(What the task requires) Look at the entries below and reproduce them exactly.

(Material provided)
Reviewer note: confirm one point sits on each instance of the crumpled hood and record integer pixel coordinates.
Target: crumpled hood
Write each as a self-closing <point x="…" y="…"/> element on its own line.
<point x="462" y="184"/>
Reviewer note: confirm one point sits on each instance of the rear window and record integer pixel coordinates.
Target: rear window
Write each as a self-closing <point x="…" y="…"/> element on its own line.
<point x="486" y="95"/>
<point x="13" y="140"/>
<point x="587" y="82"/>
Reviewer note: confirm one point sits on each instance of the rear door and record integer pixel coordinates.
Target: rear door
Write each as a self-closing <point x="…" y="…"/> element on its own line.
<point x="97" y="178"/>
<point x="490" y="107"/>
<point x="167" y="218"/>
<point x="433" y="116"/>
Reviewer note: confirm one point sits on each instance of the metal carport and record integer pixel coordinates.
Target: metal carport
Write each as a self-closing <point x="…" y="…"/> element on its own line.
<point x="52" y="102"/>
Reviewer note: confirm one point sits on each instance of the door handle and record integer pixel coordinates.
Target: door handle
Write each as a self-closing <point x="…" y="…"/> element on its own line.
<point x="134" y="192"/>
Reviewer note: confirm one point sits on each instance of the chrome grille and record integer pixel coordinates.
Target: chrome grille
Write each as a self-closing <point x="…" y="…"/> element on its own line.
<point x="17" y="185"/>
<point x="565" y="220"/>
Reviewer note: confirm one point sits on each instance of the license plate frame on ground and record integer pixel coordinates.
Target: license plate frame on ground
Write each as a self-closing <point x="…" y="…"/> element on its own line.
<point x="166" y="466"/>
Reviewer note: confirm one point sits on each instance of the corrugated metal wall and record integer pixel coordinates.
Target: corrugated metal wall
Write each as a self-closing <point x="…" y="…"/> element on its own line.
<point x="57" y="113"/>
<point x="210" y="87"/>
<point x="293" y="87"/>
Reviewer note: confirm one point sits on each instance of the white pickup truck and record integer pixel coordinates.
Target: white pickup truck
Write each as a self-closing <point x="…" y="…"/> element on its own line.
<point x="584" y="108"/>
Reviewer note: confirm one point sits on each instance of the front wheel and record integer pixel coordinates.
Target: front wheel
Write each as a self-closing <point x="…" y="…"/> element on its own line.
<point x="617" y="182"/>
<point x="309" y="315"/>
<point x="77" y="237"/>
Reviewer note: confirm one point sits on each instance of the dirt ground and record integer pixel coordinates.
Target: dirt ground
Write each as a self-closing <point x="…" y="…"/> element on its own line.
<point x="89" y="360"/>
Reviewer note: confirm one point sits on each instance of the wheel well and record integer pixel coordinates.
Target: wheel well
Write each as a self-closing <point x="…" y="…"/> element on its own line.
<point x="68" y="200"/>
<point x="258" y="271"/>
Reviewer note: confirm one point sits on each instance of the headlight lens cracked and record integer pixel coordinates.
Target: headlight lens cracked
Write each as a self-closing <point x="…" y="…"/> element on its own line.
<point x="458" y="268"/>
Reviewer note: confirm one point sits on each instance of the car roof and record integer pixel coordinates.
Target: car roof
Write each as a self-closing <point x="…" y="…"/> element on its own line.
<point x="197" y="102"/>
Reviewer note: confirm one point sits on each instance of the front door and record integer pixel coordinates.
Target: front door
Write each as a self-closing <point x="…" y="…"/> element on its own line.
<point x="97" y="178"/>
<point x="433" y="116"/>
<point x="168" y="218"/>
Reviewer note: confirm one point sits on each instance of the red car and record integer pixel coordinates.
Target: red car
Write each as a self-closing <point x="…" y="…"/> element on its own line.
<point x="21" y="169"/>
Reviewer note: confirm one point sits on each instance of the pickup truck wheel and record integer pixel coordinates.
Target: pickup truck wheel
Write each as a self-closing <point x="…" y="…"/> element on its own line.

(Task answer)
Reviewer note: confirm one point sits on each instance of the crumpled hood and record integer pixel coordinates.
Target: crumpled hood
Write each as a self-closing <point x="…" y="…"/> element on its own line.
<point x="462" y="184"/>
Reviewer note: confirm one point sits on each instance of the rear window and record integer pixel coordinates.
Target: rear window
Write each as a self-closing <point x="…" y="…"/> element on its own line.
<point x="486" y="95"/>
<point x="13" y="140"/>
<point x="587" y="82"/>
Reviewer note: confirm one point sits on each instance of the rear door and record integer pixel coordinates.
Target: rear door
Write each as a self-closing <point x="…" y="…"/> element on its own line.
<point x="97" y="178"/>
<point x="490" y="107"/>
<point x="167" y="218"/>
<point x="433" y="116"/>
Reviewer note: confirm one point sits on each instance of the metal carport and record integer pixel coordinates.
Target: metal carport
Write each as a self-closing <point x="…" y="…"/> element on its own line.
<point x="52" y="102"/>
Reviewer note: confirm one point sits on each instance of the door handle and record integer pixel coordinates.
Target: door handle
Write each as a self-closing <point x="…" y="…"/> element on its own line.
<point x="134" y="192"/>
Reviewer note: confirm one point sits on each instance of the chrome grille and record integer pixel coordinates.
Target: chrome grille
Write each as a self-closing <point x="…" y="…"/> element on its own line.
<point x="17" y="185"/>
<point x="565" y="220"/>
Reviewer note: confirm one point sits on each instance of the license plate frame on ground and record integer pixel coordinates.
Target: license plate frame on ground
Write each as a self-closing <point x="…" y="…"/> element on its own line.
<point x="166" y="466"/>
Reviewer note: confirm one point sits on each instance of the corrugated metal wall and record integer pixel coordinates.
Target: corrugated metal wall
Write each as a self-closing <point x="…" y="…"/> element on its own line.
<point x="57" y="113"/>
<point x="210" y="87"/>
<point x="293" y="87"/>
Reviewer note: confirm one point sits on each instance of the white pickup truck and record integer pixel coordinates.
Target: white pickup truck
Write each as a self-closing <point x="…" y="…"/> element on its own line.
<point x="584" y="108"/>
Reviewer note: confirm one point sits on each instance of the front wheel and record integer pixel coordinates.
Target: front wheel
Write each as a self-closing <point x="…" y="…"/> element on its own line.
<point x="617" y="182"/>
<point x="309" y="315"/>
<point x="77" y="237"/>
Reviewer note: confirm one point sits on each instance of the dirt ground and record integer pixel coordinates.
Target: dirt ground
Write each as a self-closing <point x="…" y="…"/> element on its own line.
<point x="89" y="360"/>
Reviewer note: confirm one point sits on each instance of the wheel well and record integer pixel coordinates.
Target: wheel well
Write each as a self-closing <point x="…" y="…"/> element on its own line.
<point x="68" y="200"/>
<point x="258" y="271"/>
Reviewer note: confirm one point sits on each instance of the headlight lens cracked and record integer pixel coordinates.
Target: headlight lens cracked
Write each as a self-closing <point x="…" y="…"/> element on its own line.
<point x="458" y="268"/>
Reviewer note: confirm one point sits on each instance of the car roof and record integer pixel coordinates.
Target: car roof
Write each as a self-closing <point x="…" y="…"/> element on its own line.
<point x="197" y="102"/>
Reviewer note: confirm one point sits on each instance of the front door and record integer pixel coordinates.
Target: front door
Write each as a self-closing <point x="…" y="…"/> element on its own line.
<point x="97" y="178"/>
<point x="433" y="116"/>
<point x="168" y="218"/>
Reviewer note: confirm one point sits on each instance of the red car and record integer pixel coordinates.
Target: red car
Write each as a self-closing <point x="…" y="…"/> element on its own line.
<point x="21" y="169"/>
Reviewer note: confirm one point sits on each instance of the pickup truck wheel and record integer pixel coordinates.
Target: pickup truck wheel
Write each as a self-closing <point x="…" y="…"/> element on its own line.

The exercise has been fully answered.